━━ EXERCISE INPUT ━━
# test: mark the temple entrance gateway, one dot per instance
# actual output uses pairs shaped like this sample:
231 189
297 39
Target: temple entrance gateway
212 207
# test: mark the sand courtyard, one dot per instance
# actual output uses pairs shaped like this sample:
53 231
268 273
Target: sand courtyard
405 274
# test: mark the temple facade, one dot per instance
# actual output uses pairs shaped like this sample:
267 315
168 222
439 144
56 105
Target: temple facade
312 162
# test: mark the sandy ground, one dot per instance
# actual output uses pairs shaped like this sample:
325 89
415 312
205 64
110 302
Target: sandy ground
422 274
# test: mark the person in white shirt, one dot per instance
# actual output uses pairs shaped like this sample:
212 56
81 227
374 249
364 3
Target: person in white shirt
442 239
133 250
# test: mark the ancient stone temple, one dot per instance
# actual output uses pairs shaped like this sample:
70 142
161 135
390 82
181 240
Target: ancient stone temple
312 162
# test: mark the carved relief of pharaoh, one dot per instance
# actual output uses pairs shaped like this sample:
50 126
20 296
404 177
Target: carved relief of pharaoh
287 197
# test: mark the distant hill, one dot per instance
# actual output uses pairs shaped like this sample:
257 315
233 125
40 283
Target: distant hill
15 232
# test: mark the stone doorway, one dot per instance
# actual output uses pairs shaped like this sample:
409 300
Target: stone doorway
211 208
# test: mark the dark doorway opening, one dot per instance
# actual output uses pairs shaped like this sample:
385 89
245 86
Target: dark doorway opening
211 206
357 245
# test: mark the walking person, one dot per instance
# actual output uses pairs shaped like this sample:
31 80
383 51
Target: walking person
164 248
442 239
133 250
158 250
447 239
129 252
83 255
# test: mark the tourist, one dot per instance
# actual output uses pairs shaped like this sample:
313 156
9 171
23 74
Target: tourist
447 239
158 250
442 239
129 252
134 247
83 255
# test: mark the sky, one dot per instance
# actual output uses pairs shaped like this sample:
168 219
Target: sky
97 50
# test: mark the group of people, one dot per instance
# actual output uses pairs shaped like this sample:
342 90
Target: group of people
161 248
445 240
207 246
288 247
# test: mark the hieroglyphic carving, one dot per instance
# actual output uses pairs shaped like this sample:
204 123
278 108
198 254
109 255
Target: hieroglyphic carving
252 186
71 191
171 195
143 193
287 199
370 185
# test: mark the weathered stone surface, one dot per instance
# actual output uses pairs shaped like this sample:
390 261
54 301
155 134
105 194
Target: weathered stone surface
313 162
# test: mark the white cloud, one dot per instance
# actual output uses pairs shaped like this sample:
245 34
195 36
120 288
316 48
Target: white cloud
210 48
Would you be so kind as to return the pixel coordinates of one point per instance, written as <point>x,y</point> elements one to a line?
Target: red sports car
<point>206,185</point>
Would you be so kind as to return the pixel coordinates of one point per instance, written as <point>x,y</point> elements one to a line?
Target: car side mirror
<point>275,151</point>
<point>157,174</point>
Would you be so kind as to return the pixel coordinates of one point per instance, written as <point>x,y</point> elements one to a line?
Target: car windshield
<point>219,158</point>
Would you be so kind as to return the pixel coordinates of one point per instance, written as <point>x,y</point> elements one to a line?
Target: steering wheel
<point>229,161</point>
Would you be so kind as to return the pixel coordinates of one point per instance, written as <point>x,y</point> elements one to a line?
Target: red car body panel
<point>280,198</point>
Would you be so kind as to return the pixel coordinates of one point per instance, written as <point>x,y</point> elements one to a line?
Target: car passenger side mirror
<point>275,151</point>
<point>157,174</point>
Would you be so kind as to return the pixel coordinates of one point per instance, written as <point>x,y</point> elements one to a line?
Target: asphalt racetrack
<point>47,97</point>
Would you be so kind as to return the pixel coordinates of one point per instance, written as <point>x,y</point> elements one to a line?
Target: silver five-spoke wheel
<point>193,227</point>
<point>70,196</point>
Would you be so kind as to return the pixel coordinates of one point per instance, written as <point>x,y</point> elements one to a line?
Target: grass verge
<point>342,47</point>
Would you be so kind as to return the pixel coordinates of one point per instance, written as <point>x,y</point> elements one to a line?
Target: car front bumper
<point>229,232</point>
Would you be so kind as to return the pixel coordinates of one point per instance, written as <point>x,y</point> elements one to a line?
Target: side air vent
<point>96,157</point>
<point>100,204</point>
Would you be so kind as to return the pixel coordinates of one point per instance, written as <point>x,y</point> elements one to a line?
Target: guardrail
━━━
### INSTRUCTION
Pick out every line of the items above that contains the word "courtyard", treating uppercase and lowercase as different, and copy each one.

### COMPLETED TASK
# test: mark the sand courtyard, one dot per instance
Target: sand courtyard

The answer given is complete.